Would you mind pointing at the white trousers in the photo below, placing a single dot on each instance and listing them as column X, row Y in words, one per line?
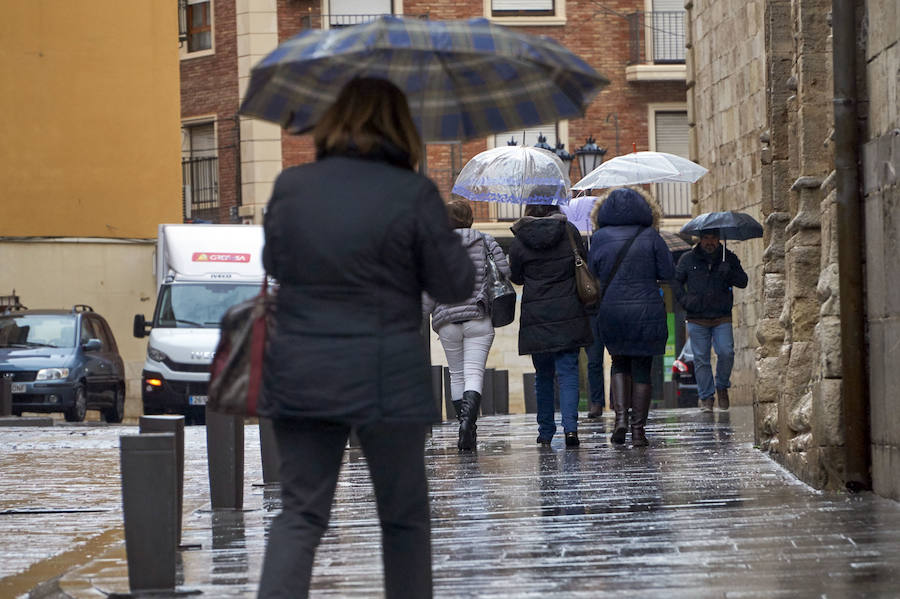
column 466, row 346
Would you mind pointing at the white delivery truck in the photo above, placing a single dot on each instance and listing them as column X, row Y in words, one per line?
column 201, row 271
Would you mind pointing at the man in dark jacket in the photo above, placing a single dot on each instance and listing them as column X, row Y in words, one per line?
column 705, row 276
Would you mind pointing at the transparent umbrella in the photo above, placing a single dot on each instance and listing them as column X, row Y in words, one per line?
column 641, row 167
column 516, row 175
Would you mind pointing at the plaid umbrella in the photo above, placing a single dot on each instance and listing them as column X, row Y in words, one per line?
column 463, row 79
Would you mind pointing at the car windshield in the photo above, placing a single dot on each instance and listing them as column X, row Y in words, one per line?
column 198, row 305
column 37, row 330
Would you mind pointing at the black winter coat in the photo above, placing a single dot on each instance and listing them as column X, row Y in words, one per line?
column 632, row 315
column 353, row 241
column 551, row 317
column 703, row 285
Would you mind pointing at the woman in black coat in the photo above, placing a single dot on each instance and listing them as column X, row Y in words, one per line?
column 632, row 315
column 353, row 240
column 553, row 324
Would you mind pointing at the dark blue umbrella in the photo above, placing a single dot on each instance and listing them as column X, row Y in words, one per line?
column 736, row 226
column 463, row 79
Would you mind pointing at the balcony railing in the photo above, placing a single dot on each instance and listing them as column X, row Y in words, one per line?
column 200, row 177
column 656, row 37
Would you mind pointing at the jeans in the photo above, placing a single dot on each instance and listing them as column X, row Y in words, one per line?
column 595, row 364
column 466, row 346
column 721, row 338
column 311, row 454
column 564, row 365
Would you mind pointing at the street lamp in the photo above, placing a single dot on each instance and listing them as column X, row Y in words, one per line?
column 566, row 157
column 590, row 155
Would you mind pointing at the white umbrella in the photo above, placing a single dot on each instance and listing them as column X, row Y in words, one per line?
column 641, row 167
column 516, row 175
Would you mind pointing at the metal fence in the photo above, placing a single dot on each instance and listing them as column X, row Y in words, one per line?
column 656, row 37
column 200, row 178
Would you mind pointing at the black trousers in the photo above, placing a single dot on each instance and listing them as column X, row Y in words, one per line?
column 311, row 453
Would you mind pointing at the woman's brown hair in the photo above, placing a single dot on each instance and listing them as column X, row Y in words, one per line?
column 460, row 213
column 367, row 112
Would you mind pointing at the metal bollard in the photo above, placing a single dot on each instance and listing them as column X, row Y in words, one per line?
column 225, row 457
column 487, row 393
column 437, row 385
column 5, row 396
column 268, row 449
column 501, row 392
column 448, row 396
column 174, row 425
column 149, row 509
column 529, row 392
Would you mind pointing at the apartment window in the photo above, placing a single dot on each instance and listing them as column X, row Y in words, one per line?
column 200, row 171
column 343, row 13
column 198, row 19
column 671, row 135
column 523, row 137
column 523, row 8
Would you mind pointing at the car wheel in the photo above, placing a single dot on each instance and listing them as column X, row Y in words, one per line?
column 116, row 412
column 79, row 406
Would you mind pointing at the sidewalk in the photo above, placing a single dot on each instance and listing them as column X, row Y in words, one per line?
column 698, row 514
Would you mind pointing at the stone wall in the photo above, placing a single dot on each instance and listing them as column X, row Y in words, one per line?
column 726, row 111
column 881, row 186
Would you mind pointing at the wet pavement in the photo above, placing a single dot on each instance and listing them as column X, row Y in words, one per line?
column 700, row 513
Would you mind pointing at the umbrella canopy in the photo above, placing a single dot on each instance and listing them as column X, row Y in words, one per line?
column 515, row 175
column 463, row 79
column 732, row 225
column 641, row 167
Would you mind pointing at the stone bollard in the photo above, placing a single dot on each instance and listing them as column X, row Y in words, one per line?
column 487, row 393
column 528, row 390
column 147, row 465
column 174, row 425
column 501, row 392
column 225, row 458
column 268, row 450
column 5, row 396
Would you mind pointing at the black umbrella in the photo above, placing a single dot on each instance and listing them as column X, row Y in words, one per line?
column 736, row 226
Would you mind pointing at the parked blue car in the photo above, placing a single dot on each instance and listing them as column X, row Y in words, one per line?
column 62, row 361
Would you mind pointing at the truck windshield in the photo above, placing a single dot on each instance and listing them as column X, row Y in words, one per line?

§ **Exercise details**: Write out all of the data above word for word, omitting the pictures.

§ **Task response**:
Would you mind pointing at the white trousers in the photo below, placing a single dot on each instance and listing them as column X, row Y in words, one per line?
column 466, row 346
Would you mind pointing at the white delivery truck in the photo above, placing a single dot on each instance and listing them as column X, row Y in words, one per line?
column 201, row 271
Would you mind pointing at the man in dark jacket in the photo above, placing a single dot on each instance and listing them as column X, row Y in words, one per line?
column 705, row 276
Would you mind pointing at the transparent umbrella in the photo above, placing a single dot on each instance and listing them as column X, row Y in words, one per line?
column 641, row 167
column 516, row 175
Would you mind pointing at the plaid umbrella in the photo above, placing a single dot on each instance and listing them as column X, row Y in words, one per line?
column 463, row 79
Would you mind pointing at the car windshield in the photo above, placing a single dot on each instance and listing them as column X, row Y in words, one per line?
column 198, row 305
column 37, row 330
Would you mind pointing at the black winter coat in the photo above, placing a single dot on each instance and listing them as column X, row Y in words, one per line?
column 632, row 315
column 353, row 241
column 551, row 317
column 703, row 285
Would you mind pointing at the woman in black coat in the photo above, placing a single dot on each instance and listing them as column X, row Y in words, one per line?
column 632, row 315
column 353, row 240
column 553, row 324
Would you mind pointing at the dark blue umbrella in the photo above, placing a single dot on each instance and listing them as column X, row Y in words, one per line?
column 736, row 226
column 463, row 79
Would you mind pointing at the balcony railing in the photo above, placing a single dot on each instance and listing them as column X, row Y in words, one per line?
column 200, row 177
column 656, row 37
Would you mind pointing at the jeans in the photo above, placing a single dot on each instance and listing them as column X, row Y in words, one per line?
column 595, row 364
column 466, row 346
column 721, row 338
column 311, row 454
column 564, row 365
Would you mind pointing at the street lamp in the photo above, placing a single dot on each instance and listing them as column X, row Y in words, one per line?
column 566, row 157
column 590, row 155
Would you mind pointing at the white umbrella in the photo above, placing a single dot on each instance and listing them as column X, row Y in words, one per line?
column 641, row 167
column 516, row 175
Would you mind pointing at the metal fence in the photo above, placing a single dot on each instance and listing them as column X, row Y in words, one per line?
column 656, row 37
column 200, row 178
Would you mind pointing at the black trousers in the photo above, placing a single dot on each instance and listing them as column X, row Y in words, one per line?
column 311, row 453
Would you mind pointing at the woman's brown hair in the photo above, placing a single dot on each instance and listing them as column X, row Y in words, one per line?
column 460, row 213
column 367, row 112
Would you mind pointing at the metal bollard in the photo above, placing a single dot on each instance and listing them as column X, row Y in words, one per line?
column 225, row 457
column 487, row 393
column 437, row 385
column 5, row 396
column 268, row 449
column 501, row 392
column 448, row 396
column 174, row 425
column 149, row 509
column 529, row 392
Would you mind pointing at the apartment window in the photo above, placing a single dot on each instance and listing them as column X, row Y in words, one per line?
column 200, row 171
column 343, row 13
column 198, row 19
column 671, row 135
column 523, row 137
column 523, row 8
Would you mind pointing at the car wheel in the photo above, placing a single dot on each instance and listing them as column X, row Y in words, one per line?
column 116, row 412
column 79, row 406
Would you mind pointing at the sidewalk in the photo above, placing a single dot on each instance and listing them as column X, row Y in words, one per line?
column 698, row 514
Would you mind pointing at the stone wall in the photo above, placing a single dot on each instance and listing them as column X, row Y in words, one per line?
column 726, row 111
column 881, row 186
Would you mind pointing at the wet pavement in the photo above, placing a single dot on each instance and listing them as column X, row Y in words, one per line?
column 700, row 513
Would you mind pointing at the umbrella canopy in the photo above, placing a single dot on each instance and listing them as column X, row Y in words, one per line?
column 515, row 175
column 463, row 79
column 732, row 225
column 641, row 167
Would you mind pointing at the stone bollard in the photo above, placing a single dot on each instance and listing them as column X, row Y in words, one per line?
column 487, row 393
column 528, row 390
column 147, row 465
column 174, row 425
column 501, row 392
column 225, row 458
column 268, row 450
column 5, row 396
Would you mind pointing at the black umbrella in the photo above, placing a single dot on each instance and listing them as column X, row Y in words, one per line?
column 736, row 226
Would you mind pointing at the parked blue car in the photo above, placing a single dot on each instance and listing them as column X, row Y in words, one per line?
column 62, row 361
Would you mind pointing at the truck windshield in the photo above, placing a single dot on each instance and listing them as column X, row Y in words, one per line?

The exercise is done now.